▸ Given information:
- Opening Delimiter -

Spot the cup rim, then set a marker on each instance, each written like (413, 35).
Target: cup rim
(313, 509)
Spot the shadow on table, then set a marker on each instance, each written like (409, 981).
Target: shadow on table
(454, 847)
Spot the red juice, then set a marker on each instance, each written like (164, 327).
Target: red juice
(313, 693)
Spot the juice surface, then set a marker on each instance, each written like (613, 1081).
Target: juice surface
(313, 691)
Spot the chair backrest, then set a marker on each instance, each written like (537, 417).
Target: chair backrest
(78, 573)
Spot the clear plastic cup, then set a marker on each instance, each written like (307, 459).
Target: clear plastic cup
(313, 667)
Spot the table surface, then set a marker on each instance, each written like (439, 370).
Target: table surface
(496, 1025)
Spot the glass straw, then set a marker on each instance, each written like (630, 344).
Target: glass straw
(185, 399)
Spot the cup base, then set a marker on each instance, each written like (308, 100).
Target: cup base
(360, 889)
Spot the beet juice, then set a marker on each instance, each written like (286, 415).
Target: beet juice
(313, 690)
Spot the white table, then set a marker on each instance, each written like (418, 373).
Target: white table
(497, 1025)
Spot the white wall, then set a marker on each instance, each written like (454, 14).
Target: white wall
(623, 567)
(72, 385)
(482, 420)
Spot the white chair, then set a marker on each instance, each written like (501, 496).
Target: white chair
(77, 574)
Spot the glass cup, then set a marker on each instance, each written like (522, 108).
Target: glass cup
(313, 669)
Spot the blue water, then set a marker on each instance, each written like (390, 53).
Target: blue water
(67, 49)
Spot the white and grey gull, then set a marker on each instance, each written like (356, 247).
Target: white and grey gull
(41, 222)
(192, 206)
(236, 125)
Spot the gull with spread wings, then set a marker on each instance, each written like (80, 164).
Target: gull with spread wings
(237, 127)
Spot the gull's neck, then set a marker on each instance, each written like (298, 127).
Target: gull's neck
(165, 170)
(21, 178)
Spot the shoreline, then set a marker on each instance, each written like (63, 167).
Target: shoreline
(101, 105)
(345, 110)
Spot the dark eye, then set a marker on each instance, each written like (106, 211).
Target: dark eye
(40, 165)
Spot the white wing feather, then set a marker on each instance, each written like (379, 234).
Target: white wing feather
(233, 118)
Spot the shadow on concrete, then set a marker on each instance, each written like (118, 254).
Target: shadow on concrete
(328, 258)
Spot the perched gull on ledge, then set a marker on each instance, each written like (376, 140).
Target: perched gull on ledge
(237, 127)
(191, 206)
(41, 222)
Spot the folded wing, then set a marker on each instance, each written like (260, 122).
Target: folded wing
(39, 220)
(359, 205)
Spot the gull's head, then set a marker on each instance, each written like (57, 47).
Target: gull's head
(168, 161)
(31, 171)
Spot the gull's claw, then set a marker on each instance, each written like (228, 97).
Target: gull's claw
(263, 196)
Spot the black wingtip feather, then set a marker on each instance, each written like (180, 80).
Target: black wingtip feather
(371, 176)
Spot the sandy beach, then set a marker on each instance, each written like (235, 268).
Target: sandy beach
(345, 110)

- Closing Delimiter -

Everything in the data above is to be given again, unchanged.

Spot the cup rim, then set a marker on each instance, each written like (413, 35).
Target: cup rim
(313, 509)
Spot the shadow on table, then set a marker on each instance, each written like (409, 981).
Target: shadow on table
(454, 847)
Spot the red juice, then set a marker on each instance, each written like (164, 327).
Target: red juice
(313, 693)
Spot the juice surface, then set a marker on each instance, each written like (613, 1081).
Target: juice surface
(313, 691)
Spot the chair backrest, then set a marker on each instance, each written like (537, 417).
Target: chair backrest
(78, 573)
Spot the clear plastic cup, then set a marker on each instance, each written like (307, 459).
Target: clear plastic cup
(313, 667)
Spot the table surface, then set a marker on each instance, each written like (439, 370).
Target: table surface
(496, 1025)
Spot the glass straw, then set a marker on each instance, each written like (630, 344).
Target: glass straw
(185, 399)
Spot the cup base, then set a marker on each instance, each written like (308, 100).
Target: cup base
(360, 889)
Spot the beet juice, then set a marker on each instance, each written like (286, 415).
Target: beet juice
(313, 690)
Spot the white table, then set a marker on each instance, each written like (418, 373).
Target: white table
(497, 1025)
Spot the white wall, then set a marker on each instance, each written like (454, 14).
Target: white wall
(623, 567)
(72, 385)
(482, 420)
Spot the white chair, then set a marker on each instance, each written like (501, 496).
Target: white chair
(77, 574)
Spot the glass cup, then set a marker on each instance, each written like (522, 108).
Target: glass cup
(313, 669)
Spot the blue water, then set a marker on each instance, each written like (390, 53).
Target: blue water
(67, 49)
Spot the white and grey gull, then set a marker on each instance, each written like (356, 247).
Target: white and grey gull
(41, 222)
(192, 206)
(236, 125)
Spot the gull with spread wings, then set a marker on each instance, each written like (80, 164).
Target: gull with spread wings
(237, 127)
Spot the gull's neck, then set a marker on each instance, each written like (298, 127).
Target: gull's neck
(165, 170)
(21, 178)
Spot the shoreline, then set a marker on each instance, each written like (63, 167).
Target: shoreline
(101, 105)
(345, 110)
Spot the dark eye, then set a marker on each instance, each written like (106, 211).
Target: dark eye
(40, 165)
Spot the white wing feather, then set a marker on each instance, each written like (379, 234).
Target: white wing feather
(233, 118)
Spot the shadow on concrete, then set a marker on each instance, each written like (118, 254).
Target: shadow on concrete
(328, 258)
Spot the perched gull on ledge, then set a marker on each instance, each written like (376, 140).
Target: perched gull on ledge
(237, 127)
(191, 206)
(41, 222)
Spot the folded wing, then set a marker on each instance, each written like (260, 122).
Target: folded wing
(39, 220)
(359, 205)
Spot the gull's head, then set a marker on each instance, each written like (57, 47).
Target: gull's head
(168, 161)
(31, 171)
Spot the gull's claw, then set a marker on each instance, each written like (228, 97).
Target: gull's claw
(263, 196)
Spot the black wingtip feather, then set a marker on each instance, each written like (180, 80).
Target: black wingtip feather
(371, 176)
Spot the sandy beach, then set a marker on each instance, each written like (235, 268).
Target: sandy beach
(345, 110)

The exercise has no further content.